Excerpt to read »
KUALA LUMPUR, April 23 – Digi or Digi.com posted a lower net profit of RM332 million in the first quarter ended March 31, 2020 (Q1 2020) from RM341.50 million in the same period previously.
Revenue, however, rose to RM1.56 billion from RM1.51 billion previously buoyed by a 13.3 per cent year-on-year (y-o-y) internet and digital revenue growth to RM977 million in Q1 2020, it said in a filing with Bursa Malaysia today.
The telecommunications service provider said mobile service revenue contracted 0.4 per cent y-o-y to RM1.38 billion, mainly attributed to the decline from traditional voice and roaming revenues due to stricter travel advisory amid COVID-19 outbreak, alongside impact from lower interconnect rates.
“Excluding interconnect revenues of RM21 million, underlying service revenue improved 0.7 per cent y-o-y,” it said.
It said internet and digital revenue, which made up 70 per cent of service revenue, accelerated 13.3 per cent y-o-y supported by 9.2 million internet subscribers, strong demand for gaming activities and encouraging upsell transactions on MyDigi amounting to 21.4 million.
Digi said postpaid and prepaid average revenue per user (ARPU) stood at RM69 and RM30, respectively for the quarter under review.

Data extract »
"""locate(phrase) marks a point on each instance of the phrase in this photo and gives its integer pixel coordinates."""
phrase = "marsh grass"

Complete the following »
**1)** In the Digi earnings report, how many internet subscribers supported the growth in internet and digital revenue?
**2)** Rewrite the Digi earnings report from "The telecommunications service" up to and including "quarter under review.", putting "grew" in place of "accelerated".

Answers to the exercises »
**1)** 9.2 million

**2)**
The telecommunications service provider said mobile service revenue contracted 0.4 per cent y-o-y to RM1.38 billion, mainly attributed to the decline from traditional voice and roaming revenues due to stricter travel advisory amid COVID-19 outbreak, alongside impact from lower interconnect rates.
“Excluding interconnect revenues of RM21 million, underlying service revenue improved 0.7 per cent y-o-y,” it said.
It said internet and digital revenue, which made up 70 per cent of service revenue, grew 13.3 per cent y-o-y supported by 9.2 million internet subscribers, strong demand for gaming activities and encouraging upsell transactions on MyDigi amounting to 21.4 million.
Digi said postpaid and prepaid average revenue per user (ARPU) stood at RM69 and RM30, respectively for the quarter under review.